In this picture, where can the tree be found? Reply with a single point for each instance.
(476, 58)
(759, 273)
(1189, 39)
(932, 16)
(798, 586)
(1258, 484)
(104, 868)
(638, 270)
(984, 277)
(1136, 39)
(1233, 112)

> **Exercise**:
Transcribe every record exactly, keeping each line as it is.

> **Final answer**:
In this picture, where can the tree be found? Reply with a single point for each instance.
(476, 58)
(759, 273)
(1189, 39)
(932, 16)
(798, 586)
(1258, 484)
(104, 868)
(638, 270)
(984, 277)
(1136, 39)
(1233, 112)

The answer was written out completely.